-- BEGIN Recorded information --
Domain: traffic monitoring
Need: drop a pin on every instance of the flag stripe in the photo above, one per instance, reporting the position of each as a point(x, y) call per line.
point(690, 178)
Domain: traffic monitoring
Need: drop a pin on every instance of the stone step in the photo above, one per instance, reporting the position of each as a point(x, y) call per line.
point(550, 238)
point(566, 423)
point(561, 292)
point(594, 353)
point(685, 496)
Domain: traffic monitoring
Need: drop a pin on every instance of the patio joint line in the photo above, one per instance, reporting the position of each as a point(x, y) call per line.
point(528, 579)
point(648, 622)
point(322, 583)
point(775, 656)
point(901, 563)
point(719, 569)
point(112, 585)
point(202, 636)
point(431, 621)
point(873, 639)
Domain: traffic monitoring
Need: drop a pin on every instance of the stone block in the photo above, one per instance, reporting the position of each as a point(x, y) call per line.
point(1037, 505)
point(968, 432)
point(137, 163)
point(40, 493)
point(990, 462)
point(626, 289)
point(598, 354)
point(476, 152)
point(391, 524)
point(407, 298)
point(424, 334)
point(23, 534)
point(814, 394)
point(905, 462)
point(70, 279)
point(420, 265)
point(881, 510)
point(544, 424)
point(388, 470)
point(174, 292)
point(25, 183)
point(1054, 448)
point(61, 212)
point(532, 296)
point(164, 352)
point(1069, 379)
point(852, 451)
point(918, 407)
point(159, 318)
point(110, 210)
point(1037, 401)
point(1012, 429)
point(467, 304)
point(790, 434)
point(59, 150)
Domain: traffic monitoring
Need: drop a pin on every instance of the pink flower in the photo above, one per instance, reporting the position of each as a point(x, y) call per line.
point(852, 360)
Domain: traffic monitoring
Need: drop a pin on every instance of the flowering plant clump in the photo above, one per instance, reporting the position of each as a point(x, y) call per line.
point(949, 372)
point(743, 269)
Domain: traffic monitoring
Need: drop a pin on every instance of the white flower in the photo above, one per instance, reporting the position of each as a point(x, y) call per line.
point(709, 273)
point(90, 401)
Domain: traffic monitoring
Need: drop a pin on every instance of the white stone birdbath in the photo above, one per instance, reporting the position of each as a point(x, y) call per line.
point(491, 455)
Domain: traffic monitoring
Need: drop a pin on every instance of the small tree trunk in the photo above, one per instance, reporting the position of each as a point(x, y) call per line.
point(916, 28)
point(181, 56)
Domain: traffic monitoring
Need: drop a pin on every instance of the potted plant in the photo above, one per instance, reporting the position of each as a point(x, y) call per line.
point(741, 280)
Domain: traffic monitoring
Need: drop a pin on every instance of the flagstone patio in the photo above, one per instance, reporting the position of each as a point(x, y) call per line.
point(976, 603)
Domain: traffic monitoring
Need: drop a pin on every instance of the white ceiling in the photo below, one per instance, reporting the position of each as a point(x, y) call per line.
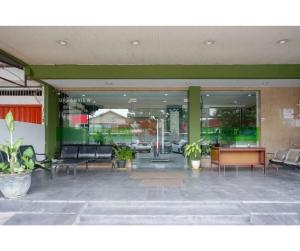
-- END Recorded information --
» Goal of the exercise: Please rewrite every line of the listing from its first line through the line containing "point(685, 496)", both ends included, offsetting each x and y coordinate in the answers by 134.

» Expected answer:
Domain: traffic monitoring
Need: drop a pin on every instance of the flag stripe in the photo above, one per instance, reporting the position of each as a point(x, y) call per line.
point(824, 312)
Domain: traffic monitoring
Need: drop a pin on every instance of the stone step in the photo above, one per instance, reporting the position of each as a point(x, y) call per line.
point(684, 372)
point(700, 557)
point(695, 426)
point(728, 487)
point(819, 630)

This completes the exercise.